* **TEXT SECTION**
****************

Thistlethwaite: Achieving herd stupidity
You cannot achieve what is called “herd immunity,” that is, when over 80% of a population has immunity to a deadly disease, without mass suffering and death unless you have an effective and widely-distributed vaccine.
We don’t have that yet in the U.S. To pretend otherwise is to advocate a kind of “herd stupidity” where science is ignored and even belittled, and models that have proven to fail are still promoted.
Despite these facts, President Trump and his administration still seems fascinated with the idea that just letting the coronavirus spread without an effective vaccine will still magically result in widespread immunity and the pandemic will just end.
“With time, it goes away,” Trump recently said in an ABC News town hall hosted by George Stephanopoulos. “And you’ll develop — you’ll develop herd — like a herd mentality. It’s going to be — it’s going to be herd-developed, and that’s going to happen. That will all happen.”
No, that will not happen, despite what the new “expert,” Scott Atlas, brought in by Trump in August, who styles himself the “anti-Fauci,” thinks.
Atlas, a radiologist, not an epidemiologist or infectious disease specialist, has advocated that the U.S. adopt what is essentially the “Swedish model” of almost no lockdowns, no closing schools and just wearing masks.
Sweden has seen its COVID-19 cases soar and it has not escaped deep economic problems. It is genuinely stupid to adopt a model that has been proven to fail.
In fact, this is not just “herd stupidity.” We could really call this model of just letting people get sick “herd immorality.”
It is deeply, profoundly immoral to advocate a “let it spread” strategy of dealing with a dangerous and deadly pandemic in the absence of an effective vaccine.
Millions could die if this is allowed to happen.
But that has not stopped this administration from adopting it and re-branding it as “focused protection.”
The “protection” part sounds good, but it is a sham. In this method, the virus would be allowed to spread among young, healthy people while officials “try to keep older, more vulnerable Americans from contracting it.” Good luck with that, on both counts. Dad has a heart condition and junior comes home from college carrying the COVID-19 virus and there you go. Dad is both vulnerable and infected.

****************

* **DATASET ENTRIES**
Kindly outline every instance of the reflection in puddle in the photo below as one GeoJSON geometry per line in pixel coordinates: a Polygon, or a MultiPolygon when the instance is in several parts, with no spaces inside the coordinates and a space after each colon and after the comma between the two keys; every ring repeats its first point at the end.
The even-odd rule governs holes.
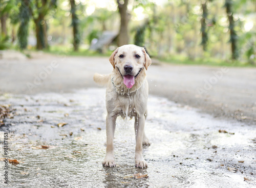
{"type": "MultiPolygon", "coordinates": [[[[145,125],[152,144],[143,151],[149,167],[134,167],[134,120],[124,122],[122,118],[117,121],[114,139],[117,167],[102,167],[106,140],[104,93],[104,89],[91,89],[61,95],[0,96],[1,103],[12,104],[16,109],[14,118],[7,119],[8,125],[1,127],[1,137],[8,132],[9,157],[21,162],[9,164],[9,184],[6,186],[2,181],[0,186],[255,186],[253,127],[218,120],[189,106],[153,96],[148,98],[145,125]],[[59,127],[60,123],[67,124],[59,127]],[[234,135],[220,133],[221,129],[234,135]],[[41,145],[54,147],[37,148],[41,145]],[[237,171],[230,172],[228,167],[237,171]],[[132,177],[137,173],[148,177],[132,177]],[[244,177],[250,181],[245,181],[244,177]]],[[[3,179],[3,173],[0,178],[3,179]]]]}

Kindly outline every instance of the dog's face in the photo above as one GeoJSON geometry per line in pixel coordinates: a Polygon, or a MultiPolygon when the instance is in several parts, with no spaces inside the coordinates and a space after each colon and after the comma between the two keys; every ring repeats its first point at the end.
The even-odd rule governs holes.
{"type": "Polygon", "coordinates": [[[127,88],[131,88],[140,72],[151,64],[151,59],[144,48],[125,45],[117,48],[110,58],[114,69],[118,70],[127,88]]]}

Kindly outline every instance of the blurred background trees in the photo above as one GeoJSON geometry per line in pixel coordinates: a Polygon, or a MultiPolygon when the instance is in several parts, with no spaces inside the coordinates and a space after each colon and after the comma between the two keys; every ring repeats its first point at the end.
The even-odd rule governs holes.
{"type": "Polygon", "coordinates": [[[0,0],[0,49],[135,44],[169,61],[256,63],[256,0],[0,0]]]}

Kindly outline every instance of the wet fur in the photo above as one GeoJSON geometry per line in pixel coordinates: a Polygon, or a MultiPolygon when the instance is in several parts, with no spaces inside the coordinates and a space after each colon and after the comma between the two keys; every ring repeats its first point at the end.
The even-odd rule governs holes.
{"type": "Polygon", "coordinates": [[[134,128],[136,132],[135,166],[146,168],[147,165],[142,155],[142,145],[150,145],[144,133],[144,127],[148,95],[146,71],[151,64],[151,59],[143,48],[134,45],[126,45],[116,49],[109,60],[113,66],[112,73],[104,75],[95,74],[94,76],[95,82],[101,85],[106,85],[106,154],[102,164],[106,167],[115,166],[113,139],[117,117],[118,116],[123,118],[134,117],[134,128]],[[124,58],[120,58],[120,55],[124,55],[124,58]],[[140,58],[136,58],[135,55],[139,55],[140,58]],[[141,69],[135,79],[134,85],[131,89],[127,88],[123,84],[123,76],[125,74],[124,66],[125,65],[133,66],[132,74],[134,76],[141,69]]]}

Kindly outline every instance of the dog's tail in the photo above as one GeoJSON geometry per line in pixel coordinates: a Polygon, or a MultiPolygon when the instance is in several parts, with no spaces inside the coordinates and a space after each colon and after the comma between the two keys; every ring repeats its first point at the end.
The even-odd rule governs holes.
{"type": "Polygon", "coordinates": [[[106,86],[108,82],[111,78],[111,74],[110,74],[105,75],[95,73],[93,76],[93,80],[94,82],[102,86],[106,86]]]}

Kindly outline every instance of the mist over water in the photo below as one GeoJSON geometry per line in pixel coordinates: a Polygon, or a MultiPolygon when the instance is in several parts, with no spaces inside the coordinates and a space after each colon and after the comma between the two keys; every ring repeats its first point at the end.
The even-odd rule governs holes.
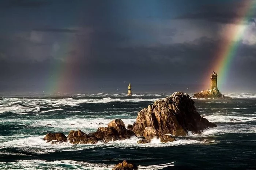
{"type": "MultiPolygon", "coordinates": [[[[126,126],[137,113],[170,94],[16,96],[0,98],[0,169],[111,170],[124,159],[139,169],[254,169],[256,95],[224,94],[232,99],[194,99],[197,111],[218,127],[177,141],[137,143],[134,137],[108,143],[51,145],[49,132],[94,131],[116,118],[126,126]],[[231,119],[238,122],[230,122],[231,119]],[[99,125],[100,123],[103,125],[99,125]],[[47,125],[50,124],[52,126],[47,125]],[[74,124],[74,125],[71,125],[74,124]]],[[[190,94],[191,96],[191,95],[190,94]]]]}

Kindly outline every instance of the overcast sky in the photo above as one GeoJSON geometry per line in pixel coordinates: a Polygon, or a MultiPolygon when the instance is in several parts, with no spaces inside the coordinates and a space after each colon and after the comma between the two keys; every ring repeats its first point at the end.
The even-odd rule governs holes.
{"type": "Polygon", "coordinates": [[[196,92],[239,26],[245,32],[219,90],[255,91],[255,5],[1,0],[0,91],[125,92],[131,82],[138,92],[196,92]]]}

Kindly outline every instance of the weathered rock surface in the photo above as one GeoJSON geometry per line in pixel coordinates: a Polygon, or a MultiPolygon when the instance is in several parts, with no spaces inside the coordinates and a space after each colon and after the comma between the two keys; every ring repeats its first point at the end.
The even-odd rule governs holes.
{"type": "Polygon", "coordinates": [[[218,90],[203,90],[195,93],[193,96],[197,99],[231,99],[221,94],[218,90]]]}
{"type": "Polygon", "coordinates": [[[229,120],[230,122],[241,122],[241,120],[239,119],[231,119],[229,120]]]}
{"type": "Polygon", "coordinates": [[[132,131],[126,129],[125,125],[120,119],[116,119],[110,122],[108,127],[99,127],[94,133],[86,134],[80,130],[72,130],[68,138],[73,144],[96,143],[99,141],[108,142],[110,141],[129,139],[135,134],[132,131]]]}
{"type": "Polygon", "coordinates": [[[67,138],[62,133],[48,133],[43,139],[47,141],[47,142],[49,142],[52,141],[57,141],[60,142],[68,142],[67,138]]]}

****************

* **ACTIVITY**
Do these statements agree with the commentary on herd immunity above? Answer each yes or no and quote the words from the commentary that decide it.
1. Scott Atlas is an epidemiologist.
2. The administration re-branded the "let it spread" approach as "focused protection."
3. Trump made his herd remarks at a CNN town hall.

* **WRITTEN RESPONSE**
1. No: "Atlas, a radiologist, not an epidemiologist or infectious disease specialist"
2. Yes: "re-branding it as “focused protection.”"
3. No: "in an ABC News town hall hosted by George Stephanopoulos"